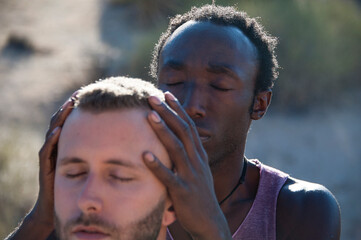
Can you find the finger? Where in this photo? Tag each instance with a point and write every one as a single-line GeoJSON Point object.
{"type": "Point", "coordinates": [47, 154]}
{"type": "Point", "coordinates": [180, 128]}
{"type": "Point", "coordinates": [177, 107]}
{"type": "Point", "coordinates": [172, 144]}
{"type": "Point", "coordinates": [164, 174]}
{"type": "Point", "coordinates": [58, 118]}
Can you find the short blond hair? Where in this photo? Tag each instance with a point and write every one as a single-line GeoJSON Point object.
{"type": "Point", "coordinates": [116, 93]}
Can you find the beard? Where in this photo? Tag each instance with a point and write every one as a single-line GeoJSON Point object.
{"type": "Point", "coordinates": [147, 228]}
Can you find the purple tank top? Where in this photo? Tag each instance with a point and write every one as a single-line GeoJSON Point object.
{"type": "Point", "coordinates": [260, 222]}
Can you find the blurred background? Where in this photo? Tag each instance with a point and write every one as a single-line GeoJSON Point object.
{"type": "Point", "coordinates": [48, 49]}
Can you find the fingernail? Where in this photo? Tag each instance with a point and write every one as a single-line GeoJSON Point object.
{"type": "Point", "coordinates": [155, 117]}
{"type": "Point", "coordinates": [155, 100]}
{"type": "Point", "coordinates": [149, 157]}
{"type": "Point", "coordinates": [170, 96]}
{"type": "Point", "coordinates": [55, 130]}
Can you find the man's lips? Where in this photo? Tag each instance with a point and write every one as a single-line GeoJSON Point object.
{"type": "Point", "coordinates": [89, 232]}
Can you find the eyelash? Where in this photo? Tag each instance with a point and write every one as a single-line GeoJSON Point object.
{"type": "Point", "coordinates": [74, 175]}
{"type": "Point", "coordinates": [220, 89]}
{"type": "Point", "coordinates": [121, 179]}
{"type": "Point", "coordinates": [174, 84]}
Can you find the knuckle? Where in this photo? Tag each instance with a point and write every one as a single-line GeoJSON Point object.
{"type": "Point", "coordinates": [185, 128]}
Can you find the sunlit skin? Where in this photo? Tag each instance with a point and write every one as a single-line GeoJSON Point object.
{"type": "Point", "coordinates": [212, 70]}
{"type": "Point", "coordinates": [212, 73]}
{"type": "Point", "coordinates": [100, 172]}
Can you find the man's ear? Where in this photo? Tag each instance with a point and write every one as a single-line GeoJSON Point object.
{"type": "Point", "coordinates": [169, 214]}
{"type": "Point", "coordinates": [260, 105]}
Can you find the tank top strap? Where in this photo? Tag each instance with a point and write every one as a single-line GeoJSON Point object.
{"type": "Point", "coordinates": [260, 222]}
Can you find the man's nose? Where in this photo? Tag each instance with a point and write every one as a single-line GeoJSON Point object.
{"type": "Point", "coordinates": [90, 200]}
{"type": "Point", "coordinates": [194, 101]}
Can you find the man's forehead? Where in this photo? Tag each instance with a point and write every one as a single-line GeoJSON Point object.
{"type": "Point", "coordinates": [115, 137]}
{"type": "Point", "coordinates": [193, 34]}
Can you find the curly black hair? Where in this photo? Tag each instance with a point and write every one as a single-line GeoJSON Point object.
{"type": "Point", "coordinates": [229, 16]}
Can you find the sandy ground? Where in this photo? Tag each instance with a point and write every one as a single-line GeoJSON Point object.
{"type": "Point", "coordinates": [68, 39]}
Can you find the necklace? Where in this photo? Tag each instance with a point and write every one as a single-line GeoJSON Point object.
{"type": "Point", "coordinates": [240, 181]}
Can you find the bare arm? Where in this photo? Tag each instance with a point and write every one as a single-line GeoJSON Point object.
{"type": "Point", "coordinates": [39, 222]}
{"type": "Point", "coordinates": [190, 185]}
{"type": "Point", "coordinates": [307, 211]}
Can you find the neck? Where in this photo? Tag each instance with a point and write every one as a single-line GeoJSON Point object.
{"type": "Point", "coordinates": [226, 174]}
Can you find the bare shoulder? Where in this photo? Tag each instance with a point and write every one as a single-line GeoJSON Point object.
{"type": "Point", "coordinates": [307, 210]}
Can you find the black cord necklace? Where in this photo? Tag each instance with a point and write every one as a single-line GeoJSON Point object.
{"type": "Point", "coordinates": [240, 181]}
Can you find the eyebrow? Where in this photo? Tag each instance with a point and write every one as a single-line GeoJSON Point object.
{"type": "Point", "coordinates": [222, 68]}
{"type": "Point", "coordinates": [118, 162]}
{"type": "Point", "coordinates": [174, 64]}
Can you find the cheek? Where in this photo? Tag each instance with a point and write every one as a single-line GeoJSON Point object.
{"type": "Point", "coordinates": [64, 200]}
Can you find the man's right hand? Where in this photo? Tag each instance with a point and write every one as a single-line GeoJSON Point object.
{"type": "Point", "coordinates": [190, 184]}
{"type": "Point", "coordinates": [39, 223]}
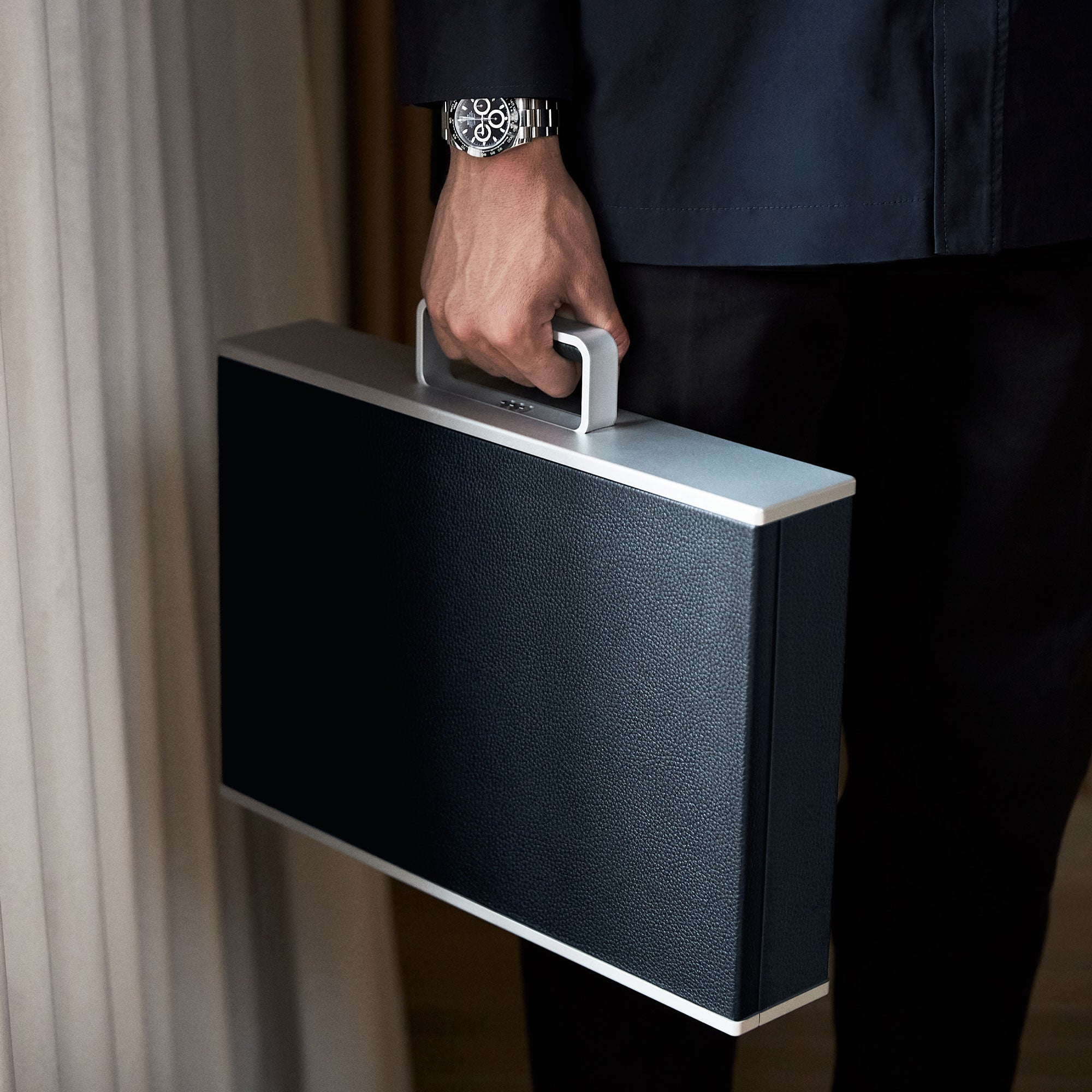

▬▬▬

• _What you will do_:
Render every line of the entries above as a numbered list, omitting blank lines and leaving out the pictures.

• _Full response_:
1. Can you find the finger? Where in this photo? Tag each instance with a point and write every one as a single-line GeoJSON Point object.
2. {"type": "Point", "coordinates": [47, 154]}
3. {"type": "Point", "coordinates": [180, 128]}
4. {"type": "Point", "coordinates": [177, 107]}
5. {"type": "Point", "coordinates": [172, 144]}
6. {"type": "Point", "coordinates": [164, 174]}
7. {"type": "Point", "coordinates": [58, 118]}
8. Can you find the short blond hair? Where in this photo? Tag each instance with a point and write every one as a single-line GeoJSON Point object.
9. {"type": "Point", "coordinates": [116, 93]}
10. Can you find the beard? Where in this photo? Tag each instance with a point and write every one as a single-line GeoJSON Point object.
11. {"type": "Point", "coordinates": [147, 228]}
12. Can you find the purple tank top? Where in this photo? Tag each instance with a point and write every one as a single-line GeoJSON Point object.
13. {"type": "Point", "coordinates": [260, 222]}
14. Can you find the blurred background? Where in this photo? Tag each instance with a point and write every one as a single-line GeoJSON Point object.
15. {"type": "Point", "coordinates": [48, 49]}
16. Can you find the fingernail? Where in this photo? Tag each instance with a point and write every one as a single-line GeoJSON Point object.
17. {"type": "Point", "coordinates": [155, 117]}
18. {"type": "Point", "coordinates": [155, 100]}
19. {"type": "Point", "coordinates": [149, 157]}
20. {"type": "Point", "coordinates": [170, 96]}
21. {"type": "Point", "coordinates": [55, 130]}
22. Can you find the man's lips? Where in this photo? Tag each instance with a point and write every one as a single-line GeoJSON Point object.
23. {"type": "Point", "coordinates": [89, 232]}
24. Can you find the eyelash? Where in this photo? Tag each instance with a point and write every one as a single-line GeoJSON Point object.
25. {"type": "Point", "coordinates": [74, 175]}
26. {"type": "Point", "coordinates": [220, 89]}
27. {"type": "Point", "coordinates": [121, 179]}
28. {"type": "Point", "coordinates": [174, 84]}
29. Can you find the knuckle? Where in this photo? Tag each instance with a point and write every one as a single-line GeoJSON Point object.
30. {"type": "Point", "coordinates": [185, 128]}
31. Can you find the sunlit skin? Where in this photo? Tag each instance with a point and write every one as a single-line GeoJSON Point object.
32. {"type": "Point", "coordinates": [212, 70]}
33. {"type": "Point", "coordinates": [212, 73]}
34. {"type": "Point", "coordinates": [100, 172]}
35. Can you find the man's ear? Where in this photo? Tag each instance with a point and write every one as a single-line GeoJSON Point object.
36. {"type": "Point", "coordinates": [169, 214]}
37. {"type": "Point", "coordinates": [260, 105]}
38. Can you find the tank top strap? Where in this photo? Tag each instance with a point and write every one as a single-line GeoJSON Point object.
39. {"type": "Point", "coordinates": [260, 222]}
40. Can you find the man's nose? Where in this photo? Tag each instance with a point and write every one as a single-line GeoJSON Point object.
41. {"type": "Point", "coordinates": [90, 200]}
42. {"type": "Point", "coordinates": [194, 101]}
43. Can you find the man's forehead? Where in this photo? Tag each instance with a point and write every one as a single-line GeoJSON Point object.
44. {"type": "Point", "coordinates": [115, 137]}
45. {"type": "Point", "coordinates": [193, 34]}
46. Can you find the curly black hair? Where in this photo? Tag each instance with a point and write every one as a single-line GeoJSON Point object.
47. {"type": "Point", "coordinates": [229, 16]}
48. Can you find the sandy ground? Where in this photo? Tag each instance with a point and write every one as a single-line GeoJSON Point object.
49. {"type": "Point", "coordinates": [68, 39]}
50. Can you find the necklace? Where in this photo? Tag each instance with a point and write every one as a single-line GeoJSON Point object.
51. {"type": "Point", "coordinates": [240, 181]}
52. Can you find the bare arm? Where in this photo? Tag each instance with a point and write every one as a single-line GeoJSON Point object.
53. {"type": "Point", "coordinates": [39, 222]}
54. {"type": "Point", "coordinates": [190, 185]}
55. {"type": "Point", "coordinates": [307, 211]}
56. Can you find the neck? Where in this photo? Tag each instance with a point and write every one as a single-line GeoJSON Point object.
57. {"type": "Point", "coordinates": [226, 174]}
58. Can you find the bare shoulder? Where in this photo? Tag each instance with a point and write every one as a single-line GeoJSON Point object.
59. {"type": "Point", "coordinates": [307, 210]}
60. Can you find the black cord necklace? Where in this photo? Tag each instance with a point and write every one as a single-line GeoJSON Point object.
61. {"type": "Point", "coordinates": [240, 181]}
62. Can you find the eyebrow? Where in this photo? Tag each instance with a point and write every one as a single-line GeoJSON Point object.
63. {"type": "Point", "coordinates": [222, 68]}
64. {"type": "Point", "coordinates": [118, 162]}
65. {"type": "Point", "coordinates": [174, 64]}
66. Can you find the cheek? Where in this photo? Tag each instance with a point and write every one as a single-line GeoJSON Point object.
67. {"type": "Point", "coordinates": [64, 200]}
68. Can you find the man's right hand? Where in this photo? Tag each instance with a point and write every one as a single-line GeoJSON Point object.
69. {"type": "Point", "coordinates": [190, 184]}
70. {"type": "Point", "coordinates": [39, 223]}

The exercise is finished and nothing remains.